The problem: Copy each of the records below word for word, line by line, with nothing changed or left out.

Given records:
================================
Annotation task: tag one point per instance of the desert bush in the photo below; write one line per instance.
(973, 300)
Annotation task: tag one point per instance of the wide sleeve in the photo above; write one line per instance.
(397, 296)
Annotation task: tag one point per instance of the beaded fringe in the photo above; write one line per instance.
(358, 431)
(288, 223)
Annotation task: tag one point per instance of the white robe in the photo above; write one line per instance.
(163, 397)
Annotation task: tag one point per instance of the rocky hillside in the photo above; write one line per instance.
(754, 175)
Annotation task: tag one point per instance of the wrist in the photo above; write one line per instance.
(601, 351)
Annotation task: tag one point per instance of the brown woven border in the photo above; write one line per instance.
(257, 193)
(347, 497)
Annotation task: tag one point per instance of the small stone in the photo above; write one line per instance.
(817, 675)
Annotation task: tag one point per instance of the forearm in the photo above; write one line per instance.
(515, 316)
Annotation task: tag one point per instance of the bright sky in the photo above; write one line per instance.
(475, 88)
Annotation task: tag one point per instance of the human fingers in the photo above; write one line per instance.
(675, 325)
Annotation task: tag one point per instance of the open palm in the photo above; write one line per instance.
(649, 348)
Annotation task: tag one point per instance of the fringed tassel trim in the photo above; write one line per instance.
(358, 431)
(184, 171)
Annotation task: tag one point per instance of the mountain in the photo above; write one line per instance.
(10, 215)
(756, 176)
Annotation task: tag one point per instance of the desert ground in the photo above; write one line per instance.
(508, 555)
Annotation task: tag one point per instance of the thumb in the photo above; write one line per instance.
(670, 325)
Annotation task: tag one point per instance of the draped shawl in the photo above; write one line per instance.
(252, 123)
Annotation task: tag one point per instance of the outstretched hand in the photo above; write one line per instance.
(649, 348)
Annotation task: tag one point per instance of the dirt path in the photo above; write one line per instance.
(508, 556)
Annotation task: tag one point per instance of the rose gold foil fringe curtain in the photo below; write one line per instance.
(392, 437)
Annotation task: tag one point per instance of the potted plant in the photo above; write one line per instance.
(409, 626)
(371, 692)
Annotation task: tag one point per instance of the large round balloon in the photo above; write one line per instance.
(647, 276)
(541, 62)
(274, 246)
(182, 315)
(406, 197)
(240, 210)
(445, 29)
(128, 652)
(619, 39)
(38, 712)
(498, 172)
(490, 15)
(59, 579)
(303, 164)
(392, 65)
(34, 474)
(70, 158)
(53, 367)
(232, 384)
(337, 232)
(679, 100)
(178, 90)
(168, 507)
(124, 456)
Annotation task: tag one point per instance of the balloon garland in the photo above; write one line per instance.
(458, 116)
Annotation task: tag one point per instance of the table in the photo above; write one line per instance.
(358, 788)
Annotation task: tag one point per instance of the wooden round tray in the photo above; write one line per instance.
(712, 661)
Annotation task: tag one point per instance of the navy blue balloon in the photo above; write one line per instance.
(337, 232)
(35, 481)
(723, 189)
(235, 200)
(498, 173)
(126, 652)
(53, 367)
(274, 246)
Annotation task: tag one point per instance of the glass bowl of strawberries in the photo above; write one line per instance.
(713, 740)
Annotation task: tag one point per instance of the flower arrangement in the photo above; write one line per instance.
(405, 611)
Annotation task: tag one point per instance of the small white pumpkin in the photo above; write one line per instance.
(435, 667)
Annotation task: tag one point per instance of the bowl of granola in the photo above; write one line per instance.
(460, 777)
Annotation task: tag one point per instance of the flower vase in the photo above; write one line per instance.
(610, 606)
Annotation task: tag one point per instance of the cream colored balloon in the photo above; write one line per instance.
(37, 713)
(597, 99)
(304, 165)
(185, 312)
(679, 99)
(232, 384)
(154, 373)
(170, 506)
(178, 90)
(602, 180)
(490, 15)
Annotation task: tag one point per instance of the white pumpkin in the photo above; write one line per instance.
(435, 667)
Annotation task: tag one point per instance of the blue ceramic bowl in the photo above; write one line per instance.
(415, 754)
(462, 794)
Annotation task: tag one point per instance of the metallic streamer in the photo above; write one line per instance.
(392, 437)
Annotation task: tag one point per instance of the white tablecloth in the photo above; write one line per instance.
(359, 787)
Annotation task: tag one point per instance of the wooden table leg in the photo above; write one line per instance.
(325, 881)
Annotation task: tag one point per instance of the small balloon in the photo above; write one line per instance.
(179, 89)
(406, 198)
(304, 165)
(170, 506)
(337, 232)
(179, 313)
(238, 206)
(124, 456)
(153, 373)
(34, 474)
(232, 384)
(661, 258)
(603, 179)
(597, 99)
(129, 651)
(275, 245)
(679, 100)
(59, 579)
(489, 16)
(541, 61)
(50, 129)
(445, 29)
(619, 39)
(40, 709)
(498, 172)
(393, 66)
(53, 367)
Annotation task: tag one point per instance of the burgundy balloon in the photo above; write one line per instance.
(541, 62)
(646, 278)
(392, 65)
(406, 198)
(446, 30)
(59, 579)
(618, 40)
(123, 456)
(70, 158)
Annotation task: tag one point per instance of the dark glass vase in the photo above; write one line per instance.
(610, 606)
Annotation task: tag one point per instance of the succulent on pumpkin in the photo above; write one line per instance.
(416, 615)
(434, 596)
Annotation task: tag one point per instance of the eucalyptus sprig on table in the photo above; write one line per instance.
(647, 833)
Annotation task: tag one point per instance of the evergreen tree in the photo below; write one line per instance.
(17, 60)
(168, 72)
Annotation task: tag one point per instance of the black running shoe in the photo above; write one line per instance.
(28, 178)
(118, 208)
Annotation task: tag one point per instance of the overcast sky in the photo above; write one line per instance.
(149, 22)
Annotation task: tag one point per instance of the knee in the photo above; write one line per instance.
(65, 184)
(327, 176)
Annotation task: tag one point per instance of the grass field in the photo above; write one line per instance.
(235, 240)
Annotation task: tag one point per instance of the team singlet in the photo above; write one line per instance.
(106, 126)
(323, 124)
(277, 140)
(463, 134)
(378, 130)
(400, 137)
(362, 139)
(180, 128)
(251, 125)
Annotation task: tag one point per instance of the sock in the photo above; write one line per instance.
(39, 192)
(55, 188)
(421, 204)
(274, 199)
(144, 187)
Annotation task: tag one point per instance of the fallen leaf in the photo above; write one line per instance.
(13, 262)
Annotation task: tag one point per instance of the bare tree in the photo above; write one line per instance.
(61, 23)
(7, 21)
================================
Output for this exercise:
Annotation task: tag one point per instance of the desert bush in the photo below; write one line per instance.
(973, 300)
Annotation task: tag one point per instance of the wide sleeve in the photo above; write one line per instance.
(397, 296)
Annotation task: tag one point per instance of the beaded fringe in the photo above; write one line per instance.
(358, 431)
(288, 223)
Annotation task: tag one point per instance of the white robe in the photo above; write one line per instance.
(163, 397)
Annotation task: tag one point per instance of the rocky hillside in the photo above; write one line per instance.
(754, 175)
Annotation task: tag one point per instance of the wrist in the photo above; write one line per instance.
(601, 351)
Annotation task: tag one point per instance of the brown woven border in the photo above; write one line per instance.
(257, 193)
(347, 497)
Annotation task: tag one point per instance of the small stone in the photo above; write one line per instance.
(817, 675)
Annotation task: tag one point per instance of the forearm in the photo above; write one line per instance.
(515, 316)
Annotation task: tag one point per instance of the bright sky in the photo above; write one line per instance.
(475, 88)
Annotation task: tag one point per instance of the human fingers in the photo above; write one line per instance.
(675, 325)
Annotation task: tag one point per instance of the open palm in the photo above; write one line per instance.
(649, 348)
Annotation task: tag one point per instance of the fringed tassel trim in the photo above; write one line per instance.
(358, 431)
(184, 171)
Annotation task: tag one point per instance of the mountain in the photo above; write one line per instance.
(10, 215)
(756, 176)
Annotation task: tag one point per instance of the desert ground in the photo above; write one line per instance.
(508, 555)
Annotation task: tag one point per instance of the thumb in the photo above; write one line per instance.
(670, 325)
Annotation task: tag one point per instance of the draped shawl in the photo above; write one line per instance.
(252, 123)
Annotation task: tag one point per instance of the outstretched hand in the photo above; write one line per instance.
(649, 348)
Annotation task: tag one point per instance of the dirt path in the photo above; write one line per instance.
(508, 556)
Annotation task: tag one point per instance of the rose gold foil fringe curtain in the photo below; write one line per instance.
(392, 437)
Annotation task: tag one point per instance of the potted plant in the photo above; write one line per instance.
(409, 626)
(371, 692)
Annotation task: tag one point per instance of the large round balloon in the photo above; write one line per instance.
(647, 276)
(541, 62)
(274, 246)
(182, 315)
(406, 197)
(240, 210)
(445, 29)
(128, 652)
(619, 39)
(38, 712)
(498, 172)
(490, 15)
(59, 579)
(303, 164)
(392, 65)
(34, 474)
(70, 158)
(53, 367)
(232, 384)
(337, 232)
(679, 100)
(178, 90)
(168, 507)
(124, 456)
Annotation task: tag one point per instance of the balloon garland in the photo above; write one line per instance.
(458, 116)
Annotation task: tag one point per instance of the table in the photo above; write one line per instance.
(358, 788)
Annotation task: tag one point per instance of the wooden round tray in the photo above; write one line per instance.
(712, 661)
Annotation task: tag one point per instance of the navy blue balloon in the photo above; write one line per instance.
(337, 232)
(35, 481)
(723, 189)
(235, 200)
(498, 173)
(126, 652)
(53, 367)
(274, 246)
Annotation task: tag one point per instance of the glass bowl of strawberries in the photo above; write one line per instance.
(713, 740)
Annotation task: tag one point per instance of the flower arrangement in the photo above; write one line per instance.
(405, 611)
Annotation task: tag one point per instance of the small white pumpkin in the photo above; write one line per instance.
(435, 667)
Annotation task: tag one point per instance of the bowl of granola in the photo above; write one line per instance.
(460, 777)
Annotation task: tag one point per instance of the flower vase in the photo above; write one line per instance.
(610, 606)
Annotation task: tag one point per instance of the cream colored balloon in the photo above; write one line per instance.
(37, 713)
(597, 99)
(304, 165)
(185, 312)
(679, 99)
(232, 384)
(154, 373)
(170, 506)
(178, 90)
(602, 180)
(490, 15)
Annotation task: tag one point per instance of the white pumpkin in the photo above; write one line per instance.
(435, 667)
Annotation task: tag one point per instance of the blue ceramic bowl in the photo above; write one line per instance.
(415, 754)
(462, 794)
Annotation task: tag one point per instance of the metallic streamer in the photo above; write one line per instance.
(392, 437)
Annotation task: tag one point per instance of the white tablecloth in the photo above; write one line per instance.
(359, 787)
Annotation task: tag one point per instance of the wooden table leg in the photo above; write one line per instance.
(325, 881)
Annotation task: tag one point per instance of the small balloon in the photo above; write one line per instance.
(179, 89)
(406, 198)
(304, 165)
(170, 506)
(337, 232)
(179, 313)
(238, 206)
(124, 456)
(153, 373)
(34, 474)
(232, 384)
(661, 258)
(603, 179)
(597, 99)
(129, 651)
(275, 245)
(679, 100)
(59, 579)
(489, 16)
(541, 61)
(50, 129)
(445, 29)
(619, 39)
(40, 709)
(498, 172)
(393, 66)
(53, 367)
Annotation task: tag one point per instance of the burgundy balloon in the photo above; write one line per instance.
(541, 62)
(646, 278)
(392, 65)
(406, 198)
(446, 30)
(59, 579)
(618, 40)
(123, 456)
(70, 158)
Annotation task: tag one point per instance of the dark glass vase in the photo above; write one line per instance.
(610, 606)
Annotation task: tag one point per instance of the succulent on pumpkin in the photo above; write one line per instance.
(416, 615)
(434, 596)
Annotation task: tag one point per instance of the eucalyptus sprig on table in the photo above; write one line per instance.
(647, 833)
Annotation task: tag one point per instance of the evergreen tree in the photo below; write one line per instance.
(17, 60)
(168, 72)
Annotation task: tag one point per instance of the black running shoe in the photo above; write one line per instance.
(28, 178)
(118, 208)
Annotation task: tag one point per instance of the overcast sky in the photo above; write one line per instance.
(149, 22)
Annotation task: tag one point per instance of the knee in the photo above; write one line per instance.
(65, 184)
(327, 176)
Annotation task: tag one point per instance of the grass field in the photo above; write one line per instance.
(235, 240)
Annotation task: tag one point per instance of the team singlet in the photo above; write one line per instance.
(106, 126)
(323, 124)
(277, 140)
(463, 134)
(378, 130)
(400, 137)
(362, 139)
(180, 128)
(251, 125)
Annotation task: tag one point per instance of the sock in the photo above; write one line per instance.
(39, 192)
(55, 188)
(421, 204)
(274, 199)
(144, 187)
Annotation task: tag one point per instance of the fallen leaf in the photo above; write one line per instance.
(13, 262)
Annotation task: tag one point per instance of the bare tree in the photo above; write one line per instance.
(61, 23)
(7, 21)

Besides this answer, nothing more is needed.